→ **Stated problem 1**
In the entries, change every "Locations" to "Regions" across the stretch from the line containing "the team crest." through the end of the entries. Give back only those lines, with nothing else altered.

→ **Text excerpt**
LOTS of folks buy toasters..................



To: Kashish King who wrote (4464)3/8/1998 7:27:00 PM
From: cksla  Respond to of 8581
 
rod-

thought you might find this helpful:

Why Stack Machines?

(A Usenet posting that was printed in Usenet Nuggets, Computer
Architecture News, Vol. 21, No. 1, March 1993)

This is a consolidated attempt to address some of the points people have
been bringing up about stack-based architectures. It's written from the
point of view of someone who has actually made a living designing and
selling them (first with WISC Technologies, later with the Harris
Semiconductor RTX family).

Pipelining

Stack processors don't need to be pipelined for ALU and operands,
because the operands are immediately available in the top of stack
buffer registers. Access to the on-CPU stack RAM can be completely
hidden by pipelining. Access to off-chip memory is typically not
pipelined in current implementations, but can be (P. Koopman, "Some
Ideas for Stack Computer Design", 1991 Rochester Forth Conference, Pg.
58). It makes sense that the false dependencies introduced by stack
addressing could be overcome with a superscalar implementation if one
were so inclined (but, I'm not).

Stack Size and Interrupts

On-chip stack buffers only need to be about 16 deep. Spilling can be
done by stack overflow interrupts (or, for that matter, statically
scheduled by the compiler the same as register spills). Cost for
interrupt-driven overflows is less than 1% for only 16 registers and
essentially 0% for 32 registers for reasonable programs (P. Koopman,
Stack Computers, pp. 139-146).

A neat thing about stack CPUs is that context switching for interrupts
takes essentially zero time -- no registers need to be saved; you just
put the ISR values onto the top of the stack and clean them off when
you're done (presumes enough stack space is available -- no big deal to
arrange). (P. Koopman, Stack Computers, pp. 146-152.)

→ **Stated problem 2**
Write what comes next in the text on stack machines, starting after its last sentence.

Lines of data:
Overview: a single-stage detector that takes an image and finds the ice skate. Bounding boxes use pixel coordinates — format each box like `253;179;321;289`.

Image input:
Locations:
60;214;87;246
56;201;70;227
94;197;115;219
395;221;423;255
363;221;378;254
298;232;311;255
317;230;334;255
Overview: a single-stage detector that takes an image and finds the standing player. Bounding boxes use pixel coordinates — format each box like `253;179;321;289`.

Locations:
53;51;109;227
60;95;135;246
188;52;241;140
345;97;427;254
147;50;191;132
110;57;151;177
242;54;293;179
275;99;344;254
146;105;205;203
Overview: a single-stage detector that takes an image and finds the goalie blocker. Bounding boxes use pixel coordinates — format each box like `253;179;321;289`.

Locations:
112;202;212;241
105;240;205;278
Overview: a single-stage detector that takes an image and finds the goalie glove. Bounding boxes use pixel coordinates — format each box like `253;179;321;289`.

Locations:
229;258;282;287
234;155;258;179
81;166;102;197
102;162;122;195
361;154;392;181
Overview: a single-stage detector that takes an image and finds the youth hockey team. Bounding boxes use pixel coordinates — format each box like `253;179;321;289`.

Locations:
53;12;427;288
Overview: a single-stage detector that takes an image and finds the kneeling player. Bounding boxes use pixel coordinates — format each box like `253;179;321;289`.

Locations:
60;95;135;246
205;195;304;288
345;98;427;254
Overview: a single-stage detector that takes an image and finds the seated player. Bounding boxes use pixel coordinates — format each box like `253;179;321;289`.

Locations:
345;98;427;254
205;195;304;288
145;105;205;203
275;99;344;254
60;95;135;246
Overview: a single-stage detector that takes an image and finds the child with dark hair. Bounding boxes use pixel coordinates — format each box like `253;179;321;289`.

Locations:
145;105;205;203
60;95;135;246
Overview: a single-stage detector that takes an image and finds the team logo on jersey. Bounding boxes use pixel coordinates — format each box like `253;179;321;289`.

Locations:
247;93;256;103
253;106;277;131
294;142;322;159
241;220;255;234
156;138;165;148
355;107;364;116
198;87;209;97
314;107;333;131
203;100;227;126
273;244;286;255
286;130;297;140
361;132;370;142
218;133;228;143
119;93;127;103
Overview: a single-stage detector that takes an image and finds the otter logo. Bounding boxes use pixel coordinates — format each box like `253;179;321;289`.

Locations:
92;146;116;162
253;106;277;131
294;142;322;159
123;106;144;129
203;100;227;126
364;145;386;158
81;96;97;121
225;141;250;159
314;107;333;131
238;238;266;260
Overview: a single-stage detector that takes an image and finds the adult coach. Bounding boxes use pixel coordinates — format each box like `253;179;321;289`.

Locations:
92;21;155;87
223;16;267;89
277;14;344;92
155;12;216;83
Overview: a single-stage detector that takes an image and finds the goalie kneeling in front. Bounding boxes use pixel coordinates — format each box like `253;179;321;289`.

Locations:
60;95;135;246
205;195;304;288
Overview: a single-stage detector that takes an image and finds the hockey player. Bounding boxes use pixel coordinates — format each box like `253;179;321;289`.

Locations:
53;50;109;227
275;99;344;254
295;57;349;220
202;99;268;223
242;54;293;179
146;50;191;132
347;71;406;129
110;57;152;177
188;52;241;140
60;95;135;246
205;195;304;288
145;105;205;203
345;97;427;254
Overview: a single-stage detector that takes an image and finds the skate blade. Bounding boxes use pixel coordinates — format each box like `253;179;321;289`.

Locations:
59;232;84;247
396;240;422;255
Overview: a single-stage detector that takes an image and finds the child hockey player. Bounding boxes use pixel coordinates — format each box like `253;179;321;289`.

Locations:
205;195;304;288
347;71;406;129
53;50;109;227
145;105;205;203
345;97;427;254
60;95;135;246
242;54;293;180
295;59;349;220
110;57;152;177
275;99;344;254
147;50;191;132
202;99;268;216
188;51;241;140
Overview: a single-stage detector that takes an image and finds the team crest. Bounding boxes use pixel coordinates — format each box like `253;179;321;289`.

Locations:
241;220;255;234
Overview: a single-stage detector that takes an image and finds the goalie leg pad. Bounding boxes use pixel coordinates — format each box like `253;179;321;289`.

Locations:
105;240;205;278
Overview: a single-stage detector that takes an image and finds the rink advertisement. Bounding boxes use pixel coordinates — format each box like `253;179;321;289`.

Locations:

→ **Answer 1**
Overview: a single-stage detector that takes an image and finds the team crest. Bounding boxes use pixel coordinates — format each box like `253;179;321;289`.

Regions:
241;220;255;234
Overview: a single-stage detector that takes an image and finds the goalie leg pad. Bounding boxes use pixel coordinates — format each box like `253;179;321;289`.

Regions:
105;240;205;278
Overview: a single-stage detector that takes an image and finds the rink advertisement. Bounding boxes use pixel coordinates — format each box like `253;179;321;289`.

Regions:

→ **Answer 2**
Program Size

Program size doesn't matter (much) for workstations. But, for embedded
control it matters a lot, especially when you're limited to on-CPU chip
memory, and the CPU has to cost less than $5-$10. Anecdotal evidence
indicates stack computer program size can be smaller than CISC programs
by a factor of 2.5 to 8 (and, another factor of 1.5 to 2.5 smaller than
RISC, depending whom you want to believe). This comes not just from
compact opcodes, but also from reuse of short code segments and implicit
argument passing with subroutine calls. Code size comparisons I've seen
don't take this into account. (P. Koopman, Stack Computers, pg.
118-121.)

Compilers

Stack compilers aren't currently very efficient -- but that's because
no-one has really tried all that hard. I've published an algorithm and
experimental results that suggest that stacks can be made about as
efficient as registers in terms of keeping local variables at the top
level of the memory hierarchy. The work is based on GNU C intermediate
code (P. Koopman, A preliminary exploration of optimized stack code
generation", Journal of Forth Applications and Research, 6(4), 1994.)

Applications

Overall, I'd say that stack machines are an excellent fit for high
performance in a low cost system (not necessarily highest performance
given unlimited cost). They should do especially well in embedded
applications.



To: Kashish King who wrote (4464)3/8/1998 8:28:00 PM
From: bob  Read Replies (1) | Respond to of 8581
 
Rod,

I think you'll find the graphics and communications subsystems quite
adequate for most of the applications being considered. I don't think
supporting chipsets will be necessary for most of these...
JMHO of course.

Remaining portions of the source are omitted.